---------- Data shown ----------
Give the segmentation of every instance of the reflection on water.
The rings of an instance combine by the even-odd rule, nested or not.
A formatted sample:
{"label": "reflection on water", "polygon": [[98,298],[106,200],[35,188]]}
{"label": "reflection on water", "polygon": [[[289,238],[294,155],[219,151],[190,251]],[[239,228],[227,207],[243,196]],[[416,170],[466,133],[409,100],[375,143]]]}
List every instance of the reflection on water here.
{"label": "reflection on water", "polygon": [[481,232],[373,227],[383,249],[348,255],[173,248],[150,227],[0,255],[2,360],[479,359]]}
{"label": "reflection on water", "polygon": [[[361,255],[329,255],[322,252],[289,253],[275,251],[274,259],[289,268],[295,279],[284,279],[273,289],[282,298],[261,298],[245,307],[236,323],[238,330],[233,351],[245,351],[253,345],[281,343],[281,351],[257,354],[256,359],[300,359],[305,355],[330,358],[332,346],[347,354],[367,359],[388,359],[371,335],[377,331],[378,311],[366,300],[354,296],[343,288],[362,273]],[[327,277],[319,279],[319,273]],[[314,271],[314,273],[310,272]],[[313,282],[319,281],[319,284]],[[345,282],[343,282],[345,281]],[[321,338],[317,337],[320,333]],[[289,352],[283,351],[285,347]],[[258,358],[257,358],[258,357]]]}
----------
▶ [Short exercise]: Swap "instance" for "occurrence" throughout the records and write out the lines again with no other change.

▶ [Solution to this exercise]:
Give the segmentation of every occurrence of the reflection on water.
The rings of an occurrence combine by the even-odd rule, nested or not.
A formatted sample:
{"label": "reflection on water", "polygon": [[98,298],[106,200],[35,188]]}
{"label": "reflection on water", "polygon": [[[289,238],[294,155],[219,151],[190,251]],[[239,228],[227,207],[243,196]],[[416,170],[466,133],[409,100],[375,143]]]}
List every occurrence of the reflection on water here.
{"label": "reflection on water", "polygon": [[481,232],[373,227],[383,249],[348,255],[173,248],[150,227],[0,255],[2,360],[479,359]]}
{"label": "reflection on water", "polygon": [[[361,255],[329,255],[322,252],[289,253],[275,251],[274,259],[289,268],[295,279],[284,279],[273,289],[282,298],[261,298],[245,307],[236,323],[238,330],[233,351],[245,351],[253,345],[281,343],[281,351],[257,354],[256,359],[300,359],[305,355],[330,358],[332,346],[347,354],[367,359],[388,359],[371,335],[377,331],[378,311],[366,300],[354,296],[343,288],[362,273]],[[327,277],[319,279],[319,273]],[[314,271],[314,273],[310,272]],[[313,282],[319,281],[319,284]],[[345,282],[343,282],[345,281]],[[321,338],[317,337],[320,333]],[[289,352],[283,351],[285,347]],[[258,358],[257,358],[258,357]]]}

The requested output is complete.